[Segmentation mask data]

====

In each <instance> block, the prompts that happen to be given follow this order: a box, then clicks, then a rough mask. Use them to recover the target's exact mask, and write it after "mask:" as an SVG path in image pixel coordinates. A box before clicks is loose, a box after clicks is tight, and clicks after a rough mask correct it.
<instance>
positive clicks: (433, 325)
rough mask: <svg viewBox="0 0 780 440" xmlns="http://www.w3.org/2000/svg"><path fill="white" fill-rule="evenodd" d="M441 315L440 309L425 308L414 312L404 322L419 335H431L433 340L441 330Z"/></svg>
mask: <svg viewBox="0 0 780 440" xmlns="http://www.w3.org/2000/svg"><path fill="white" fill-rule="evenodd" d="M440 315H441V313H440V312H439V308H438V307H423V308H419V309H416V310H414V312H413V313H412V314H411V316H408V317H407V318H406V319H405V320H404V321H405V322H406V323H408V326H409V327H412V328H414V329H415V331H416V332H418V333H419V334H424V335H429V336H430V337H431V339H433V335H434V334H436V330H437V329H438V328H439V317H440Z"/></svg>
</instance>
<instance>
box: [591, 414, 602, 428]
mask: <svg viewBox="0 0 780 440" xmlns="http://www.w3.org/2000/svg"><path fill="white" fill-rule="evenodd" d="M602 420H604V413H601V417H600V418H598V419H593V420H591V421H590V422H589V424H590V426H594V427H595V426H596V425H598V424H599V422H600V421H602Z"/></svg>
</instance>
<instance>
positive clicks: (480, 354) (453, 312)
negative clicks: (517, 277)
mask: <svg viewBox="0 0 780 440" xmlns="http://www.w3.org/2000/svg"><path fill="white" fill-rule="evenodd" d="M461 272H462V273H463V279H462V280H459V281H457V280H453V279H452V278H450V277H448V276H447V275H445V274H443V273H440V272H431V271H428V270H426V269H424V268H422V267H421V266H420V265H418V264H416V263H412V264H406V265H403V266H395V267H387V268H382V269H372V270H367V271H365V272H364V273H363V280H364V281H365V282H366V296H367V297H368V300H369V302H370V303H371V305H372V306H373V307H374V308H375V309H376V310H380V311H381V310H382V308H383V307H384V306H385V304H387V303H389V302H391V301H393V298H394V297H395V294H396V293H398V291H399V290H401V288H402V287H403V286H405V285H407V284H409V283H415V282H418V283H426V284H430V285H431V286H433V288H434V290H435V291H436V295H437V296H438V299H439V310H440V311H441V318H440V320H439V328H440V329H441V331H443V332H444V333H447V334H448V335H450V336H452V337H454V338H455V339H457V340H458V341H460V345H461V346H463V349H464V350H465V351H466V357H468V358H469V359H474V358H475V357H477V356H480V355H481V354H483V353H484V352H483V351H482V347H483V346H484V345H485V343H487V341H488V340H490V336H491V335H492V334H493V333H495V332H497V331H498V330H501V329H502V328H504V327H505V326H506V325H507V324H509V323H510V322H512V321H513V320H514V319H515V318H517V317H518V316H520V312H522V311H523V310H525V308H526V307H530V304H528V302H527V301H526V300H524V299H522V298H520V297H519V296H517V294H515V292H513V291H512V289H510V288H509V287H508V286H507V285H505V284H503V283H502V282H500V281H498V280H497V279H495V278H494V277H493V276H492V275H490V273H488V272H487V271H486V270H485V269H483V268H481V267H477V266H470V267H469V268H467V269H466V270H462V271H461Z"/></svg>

====

_PROBLEM STATEMENT_
Word for word, transcribe all of the records.

_EXPECTED ANSWER_
In each <instance> block, the prompts that happen to be given follow this order: a box, then clicks, then a rough mask. Use them to recover the target's exact mask, and write it after "mask:" as an SVG path in image pixel coordinates. A box before clicks is loose, a box after clicks is tight, and clicks after a rough mask correct it.
<instance>
positive clicks: (433, 325)
rough mask: <svg viewBox="0 0 780 440" xmlns="http://www.w3.org/2000/svg"><path fill="white" fill-rule="evenodd" d="M441 315L440 309L425 308L414 312L404 322L419 335H431L433 340L441 330Z"/></svg>
mask: <svg viewBox="0 0 780 440" xmlns="http://www.w3.org/2000/svg"><path fill="white" fill-rule="evenodd" d="M440 315H441V313H440V312H439V308H438V307H423V308H419V309H416V310H414V312H413V313H412V314H411V316H408V317H407V318H406V319H405V320H404V321H405V322H406V323H408V326H409V327H412V328H414V329H415V331H416V332H418V333H419V334H424V335H429V336H430V337H431V339H433V335H434V334H436V330H437V329H438V328H439V317H440Z"/></svg>
</instance>
<instance>
box: [591, 414, 602, 428]
mask: <svg viewBox="0 0 780 440" xmlns="http://www.w3.org/2000/svg"><path fill="white" fill-rule="evenodd" d="M602 420H604V413H601V417H600V418H598V419H593V420H591V421H590V422H589V424H590V426H594V427H595V426H596V425H598V424H599V422H600V421H602Z"/></svg>
</instance>
<instance>
positive clicks: (480, 354) (453, 312)
negative clicks: (517, 277)
mask: <svg viewBox="0 0 780 440" xmlns="http://www.w3.org/2000/svg"><path fill="white" fill-rule="evenodd" d="M461 272H462V273H463V279H462V280H459V281H457V280H453V279H452V278H450V277H448V276H447V275H445V274H443V273H440V272H431V271H428V270H426V269H424V268H422V267H421V266H420V265H418V264H416V263H412V264H406V265H403V266H395V267H387V268H382V269H372V270H367V271H365V272H364V273H363V280H364V281H365V282H366V296H367V297H368V300H369V302H370V303H371V305H372V306H373V307H374V308H375V309H376V310H380V311H381V310H382V308H383V307H384V306H385V304H387V303H389V302H391V301H393V298H394V297H395V294H396V293H398V291H399V290H401V288H402V287H403V286H405V285H407V284H409V283H415V282H418V283H426V284H430V285H431V286H433V288H434V290H435V291H436V295H437V296H438V299H439V310H440V311H441V318H440V320H439V328H440V329H441V331H443V332H444V333H447V334H448V335H450V336H452V337H454V338H455V339H457V340H458V341H460V345H461V346H463V349H464V350H465V351H466V357H468V358H469V359H474V358H475V357H477V356H480V355H481V354H483V353H484V352H483V351H482V347H483V346H484V345H485V343H487V341H488V340H490V336H491V335H492V334H493V333H495V332H497V331H498V330H501V329H502V328H504V327H505V326H506V325H507V324H509V323H510V322H512V321H513V320H514V319H515V318H517V317H518V316H520V312H522V311H523V310H525V308H526V307H530V304H528V302H527V301H526V300H524V299H522V298H520V297H519V296H517V294H515V292H513V291H512V289H510V288H509V287H508V286H507V285H505V284H503V283H502V282H500V281H498V280H497V279H495V278H494V277H493V276H492V275H490V273H488V272H487V271H486V270H485V269H483V268H481V267H477V266H470V267H469V268H467V269H466V270H462V271H461Z"/></svg>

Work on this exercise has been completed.